(Stored entries)
>>>
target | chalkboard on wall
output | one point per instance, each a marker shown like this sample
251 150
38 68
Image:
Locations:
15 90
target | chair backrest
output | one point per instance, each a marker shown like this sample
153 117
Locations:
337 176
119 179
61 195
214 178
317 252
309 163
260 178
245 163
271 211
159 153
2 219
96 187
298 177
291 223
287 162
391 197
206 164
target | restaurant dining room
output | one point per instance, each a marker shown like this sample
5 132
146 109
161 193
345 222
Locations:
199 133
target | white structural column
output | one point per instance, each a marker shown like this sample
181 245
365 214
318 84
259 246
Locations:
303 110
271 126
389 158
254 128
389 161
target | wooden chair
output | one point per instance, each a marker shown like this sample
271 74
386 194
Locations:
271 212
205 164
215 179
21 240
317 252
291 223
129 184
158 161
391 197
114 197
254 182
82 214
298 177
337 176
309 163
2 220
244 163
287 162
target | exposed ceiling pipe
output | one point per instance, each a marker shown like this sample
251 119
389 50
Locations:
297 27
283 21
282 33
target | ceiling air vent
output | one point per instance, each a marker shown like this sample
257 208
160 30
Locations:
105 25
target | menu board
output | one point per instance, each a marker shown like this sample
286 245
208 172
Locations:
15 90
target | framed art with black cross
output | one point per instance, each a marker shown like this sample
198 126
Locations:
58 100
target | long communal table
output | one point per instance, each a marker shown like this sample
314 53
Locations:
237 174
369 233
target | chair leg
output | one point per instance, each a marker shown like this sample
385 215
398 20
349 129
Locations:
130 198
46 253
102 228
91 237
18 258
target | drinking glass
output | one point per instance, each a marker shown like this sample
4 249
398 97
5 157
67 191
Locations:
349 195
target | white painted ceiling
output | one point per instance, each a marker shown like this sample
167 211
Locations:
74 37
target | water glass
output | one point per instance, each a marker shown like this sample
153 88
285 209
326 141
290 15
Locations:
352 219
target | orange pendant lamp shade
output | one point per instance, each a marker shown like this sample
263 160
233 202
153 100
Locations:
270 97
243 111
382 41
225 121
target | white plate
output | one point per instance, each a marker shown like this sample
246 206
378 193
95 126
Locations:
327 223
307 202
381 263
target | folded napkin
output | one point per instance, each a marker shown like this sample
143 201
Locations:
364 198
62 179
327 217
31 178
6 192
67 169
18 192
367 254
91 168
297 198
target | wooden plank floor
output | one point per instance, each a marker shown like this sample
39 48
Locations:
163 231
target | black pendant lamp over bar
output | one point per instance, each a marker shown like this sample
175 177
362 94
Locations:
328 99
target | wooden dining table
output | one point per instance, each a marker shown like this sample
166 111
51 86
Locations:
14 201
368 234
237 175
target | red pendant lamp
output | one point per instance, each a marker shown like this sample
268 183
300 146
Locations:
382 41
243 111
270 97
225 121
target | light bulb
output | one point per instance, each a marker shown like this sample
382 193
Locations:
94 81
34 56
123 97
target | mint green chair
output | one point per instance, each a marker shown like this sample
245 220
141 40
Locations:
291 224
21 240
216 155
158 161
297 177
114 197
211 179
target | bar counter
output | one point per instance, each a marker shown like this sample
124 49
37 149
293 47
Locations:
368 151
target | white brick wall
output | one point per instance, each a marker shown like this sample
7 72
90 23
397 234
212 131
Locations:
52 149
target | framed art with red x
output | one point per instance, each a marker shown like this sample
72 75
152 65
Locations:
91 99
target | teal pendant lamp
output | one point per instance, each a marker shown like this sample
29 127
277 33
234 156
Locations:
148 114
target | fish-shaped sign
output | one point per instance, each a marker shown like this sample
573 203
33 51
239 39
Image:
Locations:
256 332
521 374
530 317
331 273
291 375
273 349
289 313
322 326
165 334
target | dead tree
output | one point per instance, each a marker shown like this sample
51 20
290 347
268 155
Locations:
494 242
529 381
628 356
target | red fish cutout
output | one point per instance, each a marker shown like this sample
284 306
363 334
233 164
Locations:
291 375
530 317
<<<
## PROBLEM STATEMENT
From the entries above, collect every line with the string "ceiling" in it.

## RESULT OF THIS TASK
target | exposed ceiling pipe
target | ceiling air vent
target | white painted ceiling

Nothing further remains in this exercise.